== Segment start ==

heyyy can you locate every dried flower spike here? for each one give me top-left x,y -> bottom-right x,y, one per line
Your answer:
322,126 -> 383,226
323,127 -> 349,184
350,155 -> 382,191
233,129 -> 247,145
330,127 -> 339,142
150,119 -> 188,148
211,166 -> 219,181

== Segment end ==

**Problem description**
Write out the data once more, word for word.

**Written answer**
heyyy can you locate every dried flower spike here? for each one give me top-left x,y -> bottom-right x,y, one per line
Your answer:
322,126 -> 383,226
323,127 -> 349,184
350,155 -> 382,191
233,129 -> 247,145
330,127 -> 339,142
150,119 -> 188,148
211,166 -> 219,181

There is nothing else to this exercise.